■ **Assignment**:
Copy out all of the data that follows, exactly as it appears.

Saved entries
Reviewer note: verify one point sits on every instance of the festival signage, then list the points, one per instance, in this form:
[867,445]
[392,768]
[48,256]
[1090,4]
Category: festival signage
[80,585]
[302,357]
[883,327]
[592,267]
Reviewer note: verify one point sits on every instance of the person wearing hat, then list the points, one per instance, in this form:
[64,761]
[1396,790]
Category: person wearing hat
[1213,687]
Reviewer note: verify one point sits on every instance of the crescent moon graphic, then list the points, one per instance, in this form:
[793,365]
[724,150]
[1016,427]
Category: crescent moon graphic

■ **Response to this exercise**:
Reviewer note: verify one point sits on every instance of the festival signage, then list the points, one per instance, in this form:
[867,445]
[392,768]
[48,256]
[1090,4]
Category: festival signage
[80,585]
[302,357]
[883,327]
[592,267]
Reviewer note: verify one point sits on every instance of the person wearing hat, then list the points, one per instance, in this form:
[64,761]
[1396,790]
Category: person wearing hat
[1213,687]
Reviewer note: verify one point sits on every instance of the crescent moon graphic, then list the points, one per instance, in this form:
[793,365]
[724,150]
[1016,427]
Category: crescent moon graphic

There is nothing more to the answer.